## Passage to read
==*==
From: Darrick J. Wong <darrick.wong@oracle.com>

Change the remap_file_range functions to take a number of bytes to
operate upon and return the number of bytes they operated on.  This is a
requirement for allowing fs implementations to return short clone/dedupe
results to the user, which will enable us to obey resource limits in a
graceful manner.

A subsequent patch will enable copy_file_range to signal to the
->clone_file_range implementation that it can handle a short length,
which will be returned in the function's return value.  For now the
short return is not implemented anywhere so the behavior won't change --
either copy_file_range manages to clone the entire range or it tries an
alternative.

Neither clone ioctl can take advantage of this, alas.
==*==
## Data lines
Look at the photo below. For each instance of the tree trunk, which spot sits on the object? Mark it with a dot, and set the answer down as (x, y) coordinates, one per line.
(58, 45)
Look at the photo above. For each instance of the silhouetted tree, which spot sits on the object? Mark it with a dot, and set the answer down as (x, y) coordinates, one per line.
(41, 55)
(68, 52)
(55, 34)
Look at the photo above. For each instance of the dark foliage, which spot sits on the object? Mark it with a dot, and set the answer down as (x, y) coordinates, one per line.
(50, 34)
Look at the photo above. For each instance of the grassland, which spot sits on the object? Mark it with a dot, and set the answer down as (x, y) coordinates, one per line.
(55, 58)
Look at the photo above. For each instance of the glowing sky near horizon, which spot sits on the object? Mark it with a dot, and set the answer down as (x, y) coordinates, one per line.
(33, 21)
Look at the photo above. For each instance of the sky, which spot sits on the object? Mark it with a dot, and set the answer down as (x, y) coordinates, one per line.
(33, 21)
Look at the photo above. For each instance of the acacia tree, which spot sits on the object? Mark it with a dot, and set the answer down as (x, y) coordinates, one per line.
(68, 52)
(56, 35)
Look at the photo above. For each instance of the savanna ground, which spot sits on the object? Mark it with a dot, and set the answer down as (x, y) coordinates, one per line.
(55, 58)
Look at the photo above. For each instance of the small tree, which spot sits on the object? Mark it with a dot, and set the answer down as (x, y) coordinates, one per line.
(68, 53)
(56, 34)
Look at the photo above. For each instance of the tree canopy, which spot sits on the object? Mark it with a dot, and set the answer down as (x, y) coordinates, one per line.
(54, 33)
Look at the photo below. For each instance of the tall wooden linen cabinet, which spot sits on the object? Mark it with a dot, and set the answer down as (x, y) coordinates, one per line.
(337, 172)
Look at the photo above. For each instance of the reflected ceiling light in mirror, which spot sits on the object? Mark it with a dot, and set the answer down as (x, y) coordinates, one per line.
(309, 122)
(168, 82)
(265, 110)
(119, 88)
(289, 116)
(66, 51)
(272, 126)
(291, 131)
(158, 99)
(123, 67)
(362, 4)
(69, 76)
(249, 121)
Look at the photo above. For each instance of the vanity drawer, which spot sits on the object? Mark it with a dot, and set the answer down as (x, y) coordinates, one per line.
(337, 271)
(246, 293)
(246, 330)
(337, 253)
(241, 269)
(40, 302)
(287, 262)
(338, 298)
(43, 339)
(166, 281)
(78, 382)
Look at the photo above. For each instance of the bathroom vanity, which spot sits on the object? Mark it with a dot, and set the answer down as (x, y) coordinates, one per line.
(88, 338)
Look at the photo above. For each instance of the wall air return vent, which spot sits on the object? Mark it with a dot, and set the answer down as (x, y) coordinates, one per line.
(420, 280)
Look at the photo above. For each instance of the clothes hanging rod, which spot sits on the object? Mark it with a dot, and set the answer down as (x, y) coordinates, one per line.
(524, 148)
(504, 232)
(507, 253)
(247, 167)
==*==
## Given task
In the patch description, what will the remap_file_range functions return after this change?

## Solution for this problem
The number of bytes they operated on.